By Guest Blogger Br. Jude Lasota, B.H.
I am a man who has been blessed with many deep friendships over the course of my life. Some enduring, some were for a particular time or place and some that go back to birth. Yes, I have a lifelong close friend, a next door neighbor, and there has never been a time when we did not know one another. Our mothers were close friends, had coffee every day together and were pregnant with us at the same time. We rode side by side in strollers, drove our tricycles and bicycles together and finally cruised in some really quick muscle cars together. Premium was .41 cents a gallon then and we would drive and talk all night on $5.00 worth of gas. I was present at his marriage, he at my perpetual vows. More than 50 years later we still are in touch and our friendship continues to grow.
What is it?
But a question for our time is, “What is a friend?” There is a mystery to it all and often I cannot give a specific reason why a friendship developed between myself and another. I am a Catholic Religious Brother, but I have true friendships with men and women who do not hold my Christian beliefs or fully understand the vocation the Lord has called me to over the last 28 years. I can say there is a spark of the divine; the “seeds of the logos” in our relationship. A faith may not always fully developed, but nevertheless contains the gift of grace. These friends draw out the best in me and would lay their lives down for me as I would for them.

________________________________________

*Required task A*: Can you reproduce the friendship essay word for word, beginning at "I am a man who" and stopping after "What is it?"?
*Required task B*: Can you write the next part of the friendship essay, picking up right after its final sentence?
The data that follows has no connection to the essay on friendship.

*Given material*:
________________________________________

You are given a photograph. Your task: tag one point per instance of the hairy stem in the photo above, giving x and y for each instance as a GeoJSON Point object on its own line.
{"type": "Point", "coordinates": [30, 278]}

________________________________________

*Expected answer A*:
I am a man who has been blessed with many deep friendships over the course of my life. Some enduring, some were for a particular time or place and some that go back to birth. Yes, I have a lifelong close friend, a next door neighbor, and there has never been a time when we did not know one another. Our mothers were close friends, had coffee every day together and were pregnant with us at the same time. We rode side by side in strollers, drove our tricycles and bicycles together and finally cruised in some really quick muscle cars together. Premium was .41 cents a gallon then and we would drive and talk all night on $5.00 worth of gas. I was present at his marriage, he at my perpetual vows. More than 50 years later we still are in touch and our friendship continues to grow.
What is it?

*Expected answer B*:
There are friends, and then there are friends. When I think of the many close friendships I have had the privilege of having, I find that they all contain some specific components: A heartfelt love for the other and deep gratitude that he or she exists. These concepts, so often taken lightly, have to be grounded in a true understanding of the human person or they mean little.
Faith: Perfecter of Friendship
Human dignity ultimately needs faith for it to be fully lived and understood, because the “Word made flesh” has made it possible for us to go beyond our own natural and spiritual limitations; something impossible for our tainted human nature. Because we are a mystery to ourselves and others, we need supernatural grace to live with the ebb and flow that life brings. Without the Incarnation our friendships would be limited through a lack of transcendence and would soon grow cold.
Practically, I find often that the Holy Spirit gives me an awareness of when I should contact an old friend. Also, when in need and when I least expect it friends often contact me. There is a mystical dimension to this, something beyond our comprehension and something even Facebook will never be able to figure out.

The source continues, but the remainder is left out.